GIVEN PASSAGE:
•••

Some significant differences were observed between the language samples regarding age, years of education, ISS, GCS at baseline, and GOSE at six months. Dutch participants were significantly older (52.9 ± 19.1) compared to all but the Italian sample. Finnish (13.3 ± 3.16) and Italian (12.4 ± 4.37) participants had slightly fewer (but statistically significant) years of education compared to the others. The Italian sample had a lower GCS (11.93 ± 4.13) compared to the Dutch, Finnish, and Norwegian samples. At six months after TBI, Finnish participants recovered slightly better (Mdn = 8; range 3–8) and had less severe extracranial injuries (ISS: 13.3 ± 9.94) compared to individuals from the Netherlands, the UK, Italy, and Spain (ISS only). However, the effects were small according to the predefined cut-offs (i.e., 0.35–0.44 or 0.56–0.63). The distributions of both four (i.e., uncomplicated mild, complicated mild, moderate, and severe) and two (i.e., mild/moderate and severe) TBI severity groups differed between language samples (p < 0.001). The effect sizes represented a small effect (V = 0.13 and V = 0.17, respectively). There was no significant difference in the RPQ total score across the samples. For details, see Additional file 1: Table S2 – Comparisons of language samples regarding sociodemographic and injury-related factors.

Distribution of PCS across language samples and TBI severity groups

The distribution of PCS was similar across all language samples. Fatigue was the most frequently reported symptom at six months after TBI with 37% (Spanish sample) to 56% (English sample), followed by Forgetfulness with 36% (Finnish sample) to 46% (English sample), and Poor concertation with 31% (Spanish sample) to 40% (Italian sample). Individuals from the English sample tended to report more intense PCS (8 out of 16 symptoms were rated as at least a mild problem) compared to participants from other language samples (see Table 3, left part—Language samples).

Table 3 Proportion of PCS rated as at least mild

Similar patterns were observed when examining TBI severity groups. Items Fatigue (44% and 63%), Forgetfulness (38% and 57%), and Poor concentration (34% and 44%) presented the most frequently reported symptoms in both the mild/moderate and severe TBI groups, respectively. More than one-third of individuals after severe TBI also rated the following symptoms as at least mild: prolonged thinking (42%), being frustrated (39%), irritable (36%), and depressed (35%) (see Table 3, right part—TBI severity). For visualization, see Additional file 2: Figure S1 – Distribution of the PCS ratings in (A) each language sample and (B) for the TBI severity groups.

•••

WHAT YOU WILL DO:
[1] According to the TBI passage, which symptom was reported most often six months after TBI?
[2] Say whether each statement agrees with the TBI passage, and quote the deciding words for each: (a) The RPQ total score differed significantly across the samples. (b) The Italian sample had a lower GCS than the Dutch, Finnish, and Norwegian samples. (c) Dutch participants were younger than all other samples.
[3] Supply the paragraph that would come next in the TBI passage, starting after its final sentence.
The records that follow are taken from a separate source.

Source data
•••

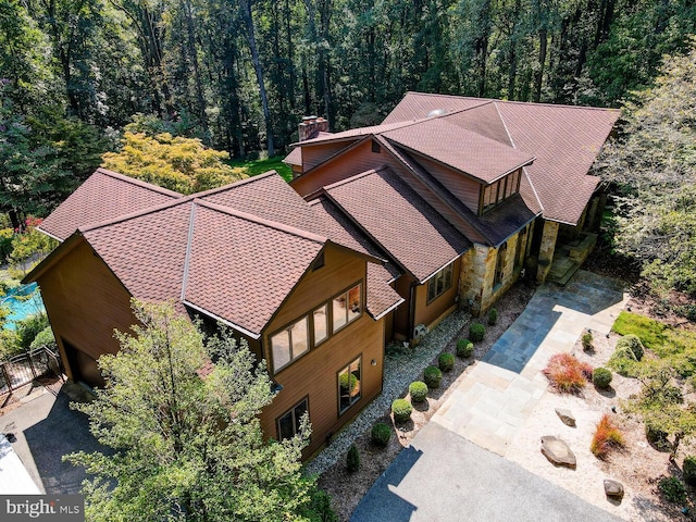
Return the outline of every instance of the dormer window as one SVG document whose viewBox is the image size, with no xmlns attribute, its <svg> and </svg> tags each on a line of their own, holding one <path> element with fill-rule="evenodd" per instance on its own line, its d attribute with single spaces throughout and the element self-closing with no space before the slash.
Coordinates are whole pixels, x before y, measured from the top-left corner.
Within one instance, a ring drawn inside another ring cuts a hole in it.
<svg viewBox="0 0 696 522">
<path fill-rule="evenodd" d="M 501 177 L 490 185 L 483 186 L 481 190 L 480 214 L 493 209 L 497 204 L 520 191 L 522 171 L 518 169 L 512 174 Z"/>
</svg>

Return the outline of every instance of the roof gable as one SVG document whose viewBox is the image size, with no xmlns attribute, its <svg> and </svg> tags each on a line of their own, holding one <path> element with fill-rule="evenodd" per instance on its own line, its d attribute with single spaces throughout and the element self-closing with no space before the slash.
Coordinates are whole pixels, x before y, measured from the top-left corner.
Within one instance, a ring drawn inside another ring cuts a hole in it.
<svg viewBox="0 0 696 522">
<path fill-rule="evenodd" d="M 389 169 L 368 171 L 324 190 L 419 281 L 425 281 L 471 247 Z"/>
<path fill-rule="evenodd" d="M 326 238 L 198 202 L 182 297 L 260 335 Z"/>
<path fill-rule="evenodd" d="M 104 222 L 182 197 L 172 190 L 97 169 L 44 220 L 39 229 L 63 241 L 79 226 Z"/>
<path fill-rule="evenodd" d="M 434 117 L 383 136 L 484 183 L 493 183 L 534 160 L 532 154 L 453 125 L 445 117 Z"/>
</svg>

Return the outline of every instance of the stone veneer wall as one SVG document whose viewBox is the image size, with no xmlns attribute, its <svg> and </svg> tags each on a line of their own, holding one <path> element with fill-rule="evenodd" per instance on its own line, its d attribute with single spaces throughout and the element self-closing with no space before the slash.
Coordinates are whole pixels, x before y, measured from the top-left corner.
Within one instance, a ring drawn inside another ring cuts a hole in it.
<svg viewBox="0 0 696 522">
<path fill-rule="evenodd" d="M 542 245 L 539 246 L 539 261 L 536 271 L 536 281 L 544 283 L 556 251 L 556 239 L 558 237 L 559 223 L 555 221 L 544 221 L 544 232 L 542 234 Z"/>
<path fill-rule="evenodd" d="M 510 288 L 520 274 L 515 270 L 514 259 L 518 254 L 518 235 L 510 236 L 505 250 L 502 282 L 493 287 L 496 273 L 498 249 L 485 245 L 474 245 L 462 257 L 459 277 L 460 308 L 471 311 L 473 315 L 486 312 L 505 291 Z M 523 241 L 525 248 L 526 241 Z"/>
</svg>

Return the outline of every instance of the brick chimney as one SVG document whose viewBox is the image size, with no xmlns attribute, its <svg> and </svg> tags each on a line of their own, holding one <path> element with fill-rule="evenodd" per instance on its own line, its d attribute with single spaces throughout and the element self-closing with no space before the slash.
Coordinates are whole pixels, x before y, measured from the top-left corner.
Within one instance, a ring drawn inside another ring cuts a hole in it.
<svg viewBox="0 0 696 522">
<path fill-rule="evenodd" d="M 300 141 L 315 138 L 319 133 L 328 132 L 328 120 L 316 116 L 303 116 L 302 122 L 297 126 Z"/>
</svg>

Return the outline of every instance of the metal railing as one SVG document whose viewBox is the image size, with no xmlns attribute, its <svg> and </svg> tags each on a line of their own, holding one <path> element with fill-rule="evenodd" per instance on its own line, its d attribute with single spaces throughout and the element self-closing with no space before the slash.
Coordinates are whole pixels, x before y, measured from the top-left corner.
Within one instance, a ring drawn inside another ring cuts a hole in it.
<svg viewBox="0 0 696 522">
<path fill-rule="evenodd" d="M 63 378 L 61 358 L 47 346 L 35 348 L 0 362 L 0 396 L 45 376 Z"/>
</svg>

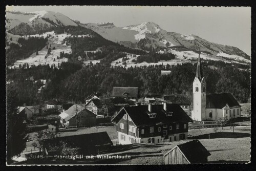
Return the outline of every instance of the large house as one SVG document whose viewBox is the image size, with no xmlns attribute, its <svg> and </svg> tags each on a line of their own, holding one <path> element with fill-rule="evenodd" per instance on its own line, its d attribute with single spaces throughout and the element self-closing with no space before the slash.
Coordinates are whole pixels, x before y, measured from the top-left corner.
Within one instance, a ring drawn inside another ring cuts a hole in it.
<svg viewBox="0 0 256 171">
<path fill-rule="evenodd" d="M 29 119 L 32 117 L 34 113 L 27 107 L 20 106 L 18 107 L 18 114 L 24 119 Z"/>
<path fill-rule="evenodd" d="M 113 98 L 125 98 L 136 101 L 138 99 L 138 87 L 114 87 L 112 89 L 111 97 Z"/>
<path fill-rule="evenodd" d="M 186 139 L 188 122 L 192 121 L 179 104 L 166 102 L 124 107 L 112 120 L 121 144 Z"/>
<path fill-rule="evenodd" d="M 105 99 L 105 100 L 109 100 L 109 102 L 113 105 L 112 111 L 110 111 L 112 114 L 114 114 L 116 111 L 120 110 L 120 107 L 135 105 L 134 101 L 123 98 L 110 98 Z M 96 114 L 98 116 L 100 116 L 99 110 L 102 107 L 102 104 L 99 99 L 92 99 L 85 105 L 86 109 Z"/>
<path fill-rule="evenodd" d="M 100 99 L 91 99 L 86 104 L 86 108 L 94 114 L 98 115 L 99 110 L 102 106 Z"/>
<path fill-rule="evenodd" d="M 76 104 L 59 116 L 60 117 L 60 123 L 67 127 L 76 126 L 77 119 L 79 120 L 78 126 L 93 126 L 96 124 L 97 115 Z"/>
<path fill-rule="evenodd" d="M 91 101 L 91 100 L 92 99 L 99 99 L 99 96 L 96 94 L 92 94 L 87 98 L 84 99 L 84 101 L 86 102 L 86 104 L 88 103 L 89 101 Z"/>
<path fill-rule="evenodd" d="M 203 75 L 200 53 L 198 57 L 196 77 L 193 82 L 194 109 L 192 119 L 202 121 L 227 120 L 241 116 L 241 106 L 230 93 L 207 95 L 206 82 Z"/>
<path fill-rule="evenodd" d="M 169 103 L 179 104 L 187 114 L 190 114 L 191 101 L 187 96 L 181 94 L 166 95 L 164 96 L 163 100 Z"/>
</svg>

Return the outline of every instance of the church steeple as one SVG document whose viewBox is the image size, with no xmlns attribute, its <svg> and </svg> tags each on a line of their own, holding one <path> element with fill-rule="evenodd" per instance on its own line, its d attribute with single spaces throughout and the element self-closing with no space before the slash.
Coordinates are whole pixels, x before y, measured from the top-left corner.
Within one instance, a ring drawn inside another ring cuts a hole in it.
<svg viewBox="0 0 256 171">
<path fill-rule="evenodd" d="M 199 51 L 199 54 L 198 56 L 198 61 L 197 61 L 197 68 L 196 77 L 199 78 L 200 79 L 203 78 L 203 71 L 202 70 L 202 67 L 201 66 L 201 58 L 200 58 L 200 51 Z"/>
</svg>

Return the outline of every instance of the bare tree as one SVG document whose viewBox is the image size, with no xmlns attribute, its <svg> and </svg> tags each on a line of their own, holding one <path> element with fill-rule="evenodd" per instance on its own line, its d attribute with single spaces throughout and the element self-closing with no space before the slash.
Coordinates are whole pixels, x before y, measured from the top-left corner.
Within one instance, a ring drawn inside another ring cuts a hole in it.
<svg viewBox="0 0 256 171">
<path fill-rule="evenodd" d="M 74 112 L 75 112 L 75 118 L 76 121 L 76 129 L 78 129 L 79 127 L 79 124 L 81 120 L 81 112 L 82 111 L 82 106 L 79 105 L 77 104 L 75 104 L 75 109 L 74 109 Z"/>
</svg>

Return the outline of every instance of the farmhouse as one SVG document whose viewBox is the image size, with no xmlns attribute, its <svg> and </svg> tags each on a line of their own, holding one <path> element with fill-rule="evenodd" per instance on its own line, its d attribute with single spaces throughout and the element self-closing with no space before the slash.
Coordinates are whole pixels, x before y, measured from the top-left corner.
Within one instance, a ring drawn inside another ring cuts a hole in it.
<svg viewBox="0 0 256 171">
<path fill-rule="evenodd" d="M 86 102 L 86 104 L 88 103 L 89 101 L 92 99 L 99 99 L 99 96 L 96 94 L 92 94 L 87 98 L 84 99 L 84 101 Z"/>
<path fill-rule="evenodd" d="M 206 82 L 203 76 L 200 53 L 198 57 L 196 77 L 193 82 L 192 119 L 202 121 L 227 120 L 241 116 L 241 106 L 230 93 L 206 94 Z"/>
<path fill-rule="evenodd" d="M 102 104 L 99 99 L 91 99 L 86 104 L 87 109 L 97 115 L 99 114 L 99 111 L 102 106 Z"/>
<path fill-rule="evenodd" d="M 124 107 L 112 120 L 121 144 L 186 139 L 188 122 L 192 121 L 179 104 L 166 102 Z"/>
<path fill-rule="evenodd" d="M 60 123 L 67 127 L 76 126 L 77 120 L 79 120 L 78 126 L 93 126 L 96 124 L 97 115 L 76 104 L 59 116 L 60 117 Z"/>
<path fill-rule="evenodd" d="M 206 163 L 210 153 L 198 140 L 175 146 L 164 155 L 165 164 Z"/>
<path fill-rule="evenodd" d="M 117 87 L 112 89 L 111 97 L 113 98 L 125 98 L 136 101 L 138 99 L 138 87 Z"/>
<path fill-rule="evenodd" d="M 189 114 L 191 101 L 187 96 L 181 94 L 167 95 L 164 96 L 163 100 L 169 103 L 179 104 L 187 114 Z"/>
<path fill-rule="evenodd" d="M 59 145 L 60 141 L 66 142 L 68 146 L 77 148 L 80 155 L 96 154 L 108 150 L 113 145 L 106 132 L 102 132 L 45 139 L 43 141 L 42 152 L 46 155 L 56 155 L 56 146 Z"/>
</svg>

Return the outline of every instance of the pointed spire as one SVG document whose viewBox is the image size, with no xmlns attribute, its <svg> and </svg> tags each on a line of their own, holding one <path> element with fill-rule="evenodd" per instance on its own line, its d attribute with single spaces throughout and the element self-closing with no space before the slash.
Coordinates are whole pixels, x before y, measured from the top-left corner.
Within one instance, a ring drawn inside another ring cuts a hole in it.
<svg viewBox="0 0 256 171">
<path fill-rule="evenodd" d="M 202 79 L 203 78 L 203 71 L 202 70 L 202 67 L 201 66 L 201 58 L 200 58 L 200 51 L 199 50 L 199 54 L 198 56 L 198 61 L 197 62 L 197 77 Z"/>
</svg>

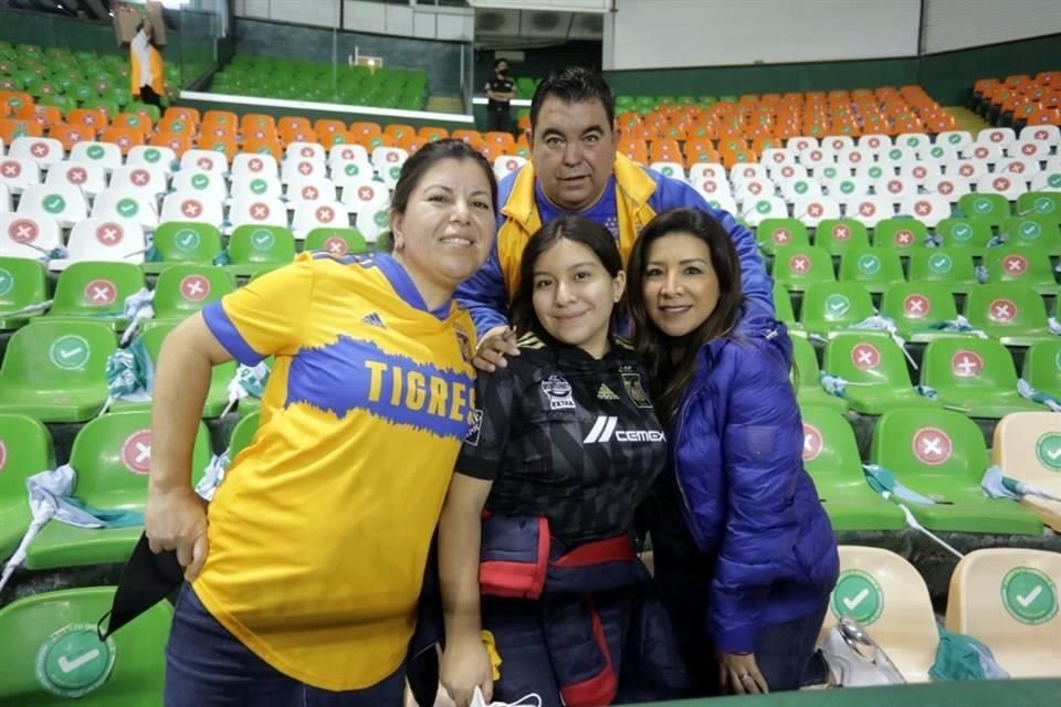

•••

SOLVED TASKS:
[1] Fatigue was the most frequently reported symptom.

[2]
(a) No: "There was no significant difference in the RPQ total score across the samples."
(b) Yes: "The Italian sample had a lower GCS (11.93 ± 4.13) compared to the Dutch, Finnish, and Norwegian samples."
(c) No: "Dutch participants were significantly older (52.9 ± 19.1) compared to all but the Italian sample."

[3]
Analyses of response pattern

The analysis of response patterns per language sample revealed an unequal distribution of the response categories across all samples. Especially higher ranked categories (i.e., 3 “a moderate problem” and 4 “a severe problem”) showed a low endorsement rate in some items. One item (Nausea) was not rated as a severe problem in Finnish, Italian, and Norwegian samples. The frequencies of endorsements for this item in the Dutch, English, and Spanish samples were also sparse: 1 (0.4%), 2 (0.9%), 5 (0.8%). The endorsement of the category “a moderate problem” varied from 0% (English sample) to 2.2% (Dutch sample). In addition, the item Double vision was rated a maximum of 2 (“a mild problem”) in the Norwegian sample, resulting in no endorsement in two response categories (3 “a moderate problem” and 4 “a severe problem”). The highest endorsement rate for the category 3 “a moderate problem” or 4 “a severe problem” was observed in the Italian sample (5.2%). For more details, Additional file 1: Table S3 – Analyses of response patterns by language sample.

Confirmatory factor analyses (CFA)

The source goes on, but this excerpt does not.